■ EXTRAIT DE PAGE:
● ● ●

Général de Villiers : « J’ai couru après l’honneur, l’étoile qui m’a toujours guidé »

Depuis sa démission, le 19 juillet 2017, l’ancien chef d’Etat-major des Armées entretient le sens de son engagement à l’état civil : servir. « Je ne suis pas un homme de scandale et l’égocentrisme, ça ne m’intéresse pas. » Organisée par La Chaîne de l’Espoir, sa rentrée visionnaire se résume ainsi :  » Transmettre ce que j’ai appris au service de la France. »

Gagner la guerre, installer la paix. En un plan structuré et décontenancé de fioritures idéologiques, le général Pierre de Villiers se livre à un exercice ininterrompu de clairvoyance citoyenne et de stratégie militaire. « Ne vous engagez pas pour vous-mêmes, engagez-vous pour la France. » Force tranquille d’un soldat de haut rang, le poing ne frappe pas mais les mots assènent des coups violents à l’évidence non-dite : le monde devient de plus en plus instable avec la progression du terrorisme islamiste et la revalorisation des états puissance. D’un côté, l’immigration massive et incontrôlée avec la légalisation de l’ignorance. De l’autre, ces vieux empires qui se réarment (10 à 15%/an) et cette Europe qui s’enivre d’espoir en promouvant la paix. L’allégorie de l’optimisme selon Voltaire.

Le cas s’illustre en trois points : menaces et évolutions, partage du fardeau international et pistes sur la sécurité et le développement. Vaste projet, vagues idées. Mais la soutenance est d’envergure et elle vaut bien ses 5 étoiles.

● ● ●

■ ENTRÉES FOURNIES:
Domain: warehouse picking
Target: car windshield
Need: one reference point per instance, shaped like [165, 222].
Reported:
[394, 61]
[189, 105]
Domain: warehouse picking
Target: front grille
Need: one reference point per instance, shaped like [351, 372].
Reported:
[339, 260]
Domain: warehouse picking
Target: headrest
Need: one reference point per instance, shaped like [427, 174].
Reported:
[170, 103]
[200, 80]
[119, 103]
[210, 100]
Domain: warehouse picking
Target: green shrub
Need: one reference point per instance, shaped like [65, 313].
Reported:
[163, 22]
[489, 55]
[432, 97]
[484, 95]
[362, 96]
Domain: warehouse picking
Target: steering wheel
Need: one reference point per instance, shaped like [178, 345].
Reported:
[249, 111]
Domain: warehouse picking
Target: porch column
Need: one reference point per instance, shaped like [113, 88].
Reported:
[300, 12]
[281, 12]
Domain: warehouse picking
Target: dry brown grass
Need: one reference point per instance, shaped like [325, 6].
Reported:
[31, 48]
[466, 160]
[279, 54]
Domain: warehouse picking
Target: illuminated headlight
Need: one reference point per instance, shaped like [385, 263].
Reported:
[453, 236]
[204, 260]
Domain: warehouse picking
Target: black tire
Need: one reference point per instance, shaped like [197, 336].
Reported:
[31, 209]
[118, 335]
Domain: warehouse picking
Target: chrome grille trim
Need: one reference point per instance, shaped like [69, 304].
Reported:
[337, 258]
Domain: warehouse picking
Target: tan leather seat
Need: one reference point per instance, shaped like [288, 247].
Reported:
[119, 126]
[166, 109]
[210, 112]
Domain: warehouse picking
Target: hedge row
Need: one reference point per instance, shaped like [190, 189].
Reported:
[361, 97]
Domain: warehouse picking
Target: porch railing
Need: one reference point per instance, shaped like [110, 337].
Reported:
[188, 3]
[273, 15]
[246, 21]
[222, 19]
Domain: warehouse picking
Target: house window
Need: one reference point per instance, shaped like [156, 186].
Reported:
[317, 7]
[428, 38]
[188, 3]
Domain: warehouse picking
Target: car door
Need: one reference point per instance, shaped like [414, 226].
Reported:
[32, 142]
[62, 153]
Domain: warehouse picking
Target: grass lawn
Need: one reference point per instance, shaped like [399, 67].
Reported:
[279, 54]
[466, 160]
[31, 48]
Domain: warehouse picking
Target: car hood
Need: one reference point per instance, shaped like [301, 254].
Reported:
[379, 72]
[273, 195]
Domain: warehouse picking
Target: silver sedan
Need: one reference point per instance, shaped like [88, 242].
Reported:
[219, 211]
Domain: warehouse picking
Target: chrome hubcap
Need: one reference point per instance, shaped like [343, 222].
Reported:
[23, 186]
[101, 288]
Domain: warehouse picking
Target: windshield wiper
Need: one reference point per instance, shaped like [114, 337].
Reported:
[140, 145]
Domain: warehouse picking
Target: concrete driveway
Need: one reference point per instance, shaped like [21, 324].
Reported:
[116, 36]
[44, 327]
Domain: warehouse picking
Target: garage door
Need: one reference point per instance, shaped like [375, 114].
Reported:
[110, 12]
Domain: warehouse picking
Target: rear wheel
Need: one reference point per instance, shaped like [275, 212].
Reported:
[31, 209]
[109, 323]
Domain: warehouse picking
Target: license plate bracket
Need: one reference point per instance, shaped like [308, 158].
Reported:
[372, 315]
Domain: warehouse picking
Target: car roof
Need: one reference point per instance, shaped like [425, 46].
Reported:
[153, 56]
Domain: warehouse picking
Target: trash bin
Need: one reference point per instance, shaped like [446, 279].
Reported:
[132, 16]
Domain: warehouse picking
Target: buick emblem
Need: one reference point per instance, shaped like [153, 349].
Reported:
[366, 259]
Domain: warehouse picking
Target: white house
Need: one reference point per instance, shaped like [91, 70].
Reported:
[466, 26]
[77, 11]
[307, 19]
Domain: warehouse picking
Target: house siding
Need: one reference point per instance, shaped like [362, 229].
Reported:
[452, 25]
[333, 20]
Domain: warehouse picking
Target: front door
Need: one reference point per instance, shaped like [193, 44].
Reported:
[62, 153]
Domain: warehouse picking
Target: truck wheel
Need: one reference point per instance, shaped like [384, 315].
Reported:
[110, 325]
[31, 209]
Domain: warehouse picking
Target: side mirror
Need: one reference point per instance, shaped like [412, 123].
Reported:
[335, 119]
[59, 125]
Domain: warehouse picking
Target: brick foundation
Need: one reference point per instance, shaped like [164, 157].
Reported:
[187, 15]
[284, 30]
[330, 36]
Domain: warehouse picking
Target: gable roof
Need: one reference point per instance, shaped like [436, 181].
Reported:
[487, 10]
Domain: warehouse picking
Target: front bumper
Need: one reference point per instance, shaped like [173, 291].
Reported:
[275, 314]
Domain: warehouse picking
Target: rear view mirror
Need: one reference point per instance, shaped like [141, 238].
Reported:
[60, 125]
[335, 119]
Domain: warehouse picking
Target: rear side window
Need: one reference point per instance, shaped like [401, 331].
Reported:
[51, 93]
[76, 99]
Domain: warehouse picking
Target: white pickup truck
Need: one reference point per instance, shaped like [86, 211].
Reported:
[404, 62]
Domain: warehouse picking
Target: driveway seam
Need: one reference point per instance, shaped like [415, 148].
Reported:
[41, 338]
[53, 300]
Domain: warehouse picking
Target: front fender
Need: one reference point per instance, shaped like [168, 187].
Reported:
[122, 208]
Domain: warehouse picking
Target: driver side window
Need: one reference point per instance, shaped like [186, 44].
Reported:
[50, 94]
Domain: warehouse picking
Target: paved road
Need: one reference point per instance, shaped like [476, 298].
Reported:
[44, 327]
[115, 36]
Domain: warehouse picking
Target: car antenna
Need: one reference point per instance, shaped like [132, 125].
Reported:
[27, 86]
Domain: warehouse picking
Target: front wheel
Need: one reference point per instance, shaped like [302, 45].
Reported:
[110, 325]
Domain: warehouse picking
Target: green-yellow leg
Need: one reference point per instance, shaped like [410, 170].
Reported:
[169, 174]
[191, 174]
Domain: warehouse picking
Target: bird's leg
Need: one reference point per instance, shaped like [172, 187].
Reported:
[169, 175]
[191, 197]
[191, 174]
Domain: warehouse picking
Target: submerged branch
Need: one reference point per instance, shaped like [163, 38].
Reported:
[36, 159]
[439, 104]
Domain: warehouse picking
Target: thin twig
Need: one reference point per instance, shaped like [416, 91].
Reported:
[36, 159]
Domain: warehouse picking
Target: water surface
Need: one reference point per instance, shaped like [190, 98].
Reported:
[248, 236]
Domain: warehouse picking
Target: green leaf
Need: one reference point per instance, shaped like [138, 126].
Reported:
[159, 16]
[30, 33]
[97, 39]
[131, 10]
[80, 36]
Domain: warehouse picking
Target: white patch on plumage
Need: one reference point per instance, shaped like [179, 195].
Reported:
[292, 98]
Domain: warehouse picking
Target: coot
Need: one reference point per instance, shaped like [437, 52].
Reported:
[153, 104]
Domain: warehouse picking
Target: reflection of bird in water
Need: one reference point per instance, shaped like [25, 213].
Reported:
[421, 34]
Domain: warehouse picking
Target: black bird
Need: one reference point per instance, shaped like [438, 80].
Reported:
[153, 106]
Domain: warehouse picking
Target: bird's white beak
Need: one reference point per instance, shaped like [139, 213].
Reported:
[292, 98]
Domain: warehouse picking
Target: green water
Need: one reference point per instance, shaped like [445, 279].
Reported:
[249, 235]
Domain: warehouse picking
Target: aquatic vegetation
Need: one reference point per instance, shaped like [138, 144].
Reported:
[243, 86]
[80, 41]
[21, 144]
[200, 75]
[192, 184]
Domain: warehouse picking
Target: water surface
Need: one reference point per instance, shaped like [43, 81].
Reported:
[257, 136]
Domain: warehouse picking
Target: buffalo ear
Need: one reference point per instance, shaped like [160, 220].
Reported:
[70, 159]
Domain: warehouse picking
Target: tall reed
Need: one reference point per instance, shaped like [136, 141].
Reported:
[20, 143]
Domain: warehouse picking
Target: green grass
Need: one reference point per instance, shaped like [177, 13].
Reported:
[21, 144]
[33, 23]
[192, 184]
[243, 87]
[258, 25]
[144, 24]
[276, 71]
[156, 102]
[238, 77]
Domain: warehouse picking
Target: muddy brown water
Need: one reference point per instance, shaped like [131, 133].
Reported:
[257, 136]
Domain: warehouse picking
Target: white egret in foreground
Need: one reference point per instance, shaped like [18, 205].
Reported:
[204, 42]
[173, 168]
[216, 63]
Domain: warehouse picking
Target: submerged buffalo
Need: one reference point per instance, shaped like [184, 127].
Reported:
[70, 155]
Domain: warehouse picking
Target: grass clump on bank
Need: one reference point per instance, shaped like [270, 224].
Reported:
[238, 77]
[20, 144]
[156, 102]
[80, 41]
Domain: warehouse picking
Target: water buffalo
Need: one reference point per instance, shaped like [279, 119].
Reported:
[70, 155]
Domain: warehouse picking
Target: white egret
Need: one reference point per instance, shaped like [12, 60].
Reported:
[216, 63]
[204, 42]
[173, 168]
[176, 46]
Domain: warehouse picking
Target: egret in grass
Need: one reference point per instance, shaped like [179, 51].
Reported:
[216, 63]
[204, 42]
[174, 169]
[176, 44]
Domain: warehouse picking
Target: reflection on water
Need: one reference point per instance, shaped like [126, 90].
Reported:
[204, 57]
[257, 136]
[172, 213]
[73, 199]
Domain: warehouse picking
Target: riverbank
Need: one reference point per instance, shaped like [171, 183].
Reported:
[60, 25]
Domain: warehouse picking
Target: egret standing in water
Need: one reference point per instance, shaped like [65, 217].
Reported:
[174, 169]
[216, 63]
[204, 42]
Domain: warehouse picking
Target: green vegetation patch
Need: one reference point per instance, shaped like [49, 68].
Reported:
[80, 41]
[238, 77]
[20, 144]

● ● ●

■ À FAIRE:
Donnez la suite de l'article sur le général de Villiers, s'il vous plaît, à partir du point où il s'arrête. Les entrées n'ont aucun rapport avec l'article sur le général de Villiers.

■ RÉPONSE RÉDIGÉE:
Le terrorisme, la radicalisation au grand jour

A croire que l’Etat borde l’Islam en son sein, les lieux de radicalisation demeurent en fait ceux de la République : prisons, mosquées et réseaux sociaux. Le moyen, c’est l’idéologie ; la fin, c’est la violence. « Les grandes idéologies naissent de grands rêves et se terminent souvent au cauchemars. » *Hitler approves* La guerre a changé de visage mais c’est l’Europe qui porte le voile. A cela s’ajoute le dérèglement climatique, autre crise majeure qui révèle un monde en fusion et en grande confusion.

Sur le terrain, le général de Villiers évoque un durcissement et de lourdes conséquences psychologiques : « Le niveau de barbarie est devenu invraisemblable. Nos soldats assistent à des décapitations, des explosions, des tueries de masse. » Le durcissement entraîne la durée : plus il y a de violence, moins il y a de pardon. Côté logistique, c’est la grande dispersion. On s’éparpille, ce qui entraîne une déstabilisation des coûts, de la communication, de la stratégie… Il est aussi question de désinhibition, notion phare de l’engagement militaire. « L’honneur de l’armée française, c’est l’éthique. Mais avec un tel niveau de violence, il est difficile de rester rationnel et de garder la maîtrise de l’honneur. » Autre désordre révolutionnaire : le digital. Une anecdote soutient que les réseaux médiatiques s’emparent des informations militaires avant que l’Etat-major ne puisse entreprendre une dépêche officielle. C’est l’histoire d’une mère qui apprend la mort de son fils dans Le Parisien… Tout accélère et entraîne l’irrationnel. « Pour permettre la paix, il faudrait mettre le temps court en esclavage. »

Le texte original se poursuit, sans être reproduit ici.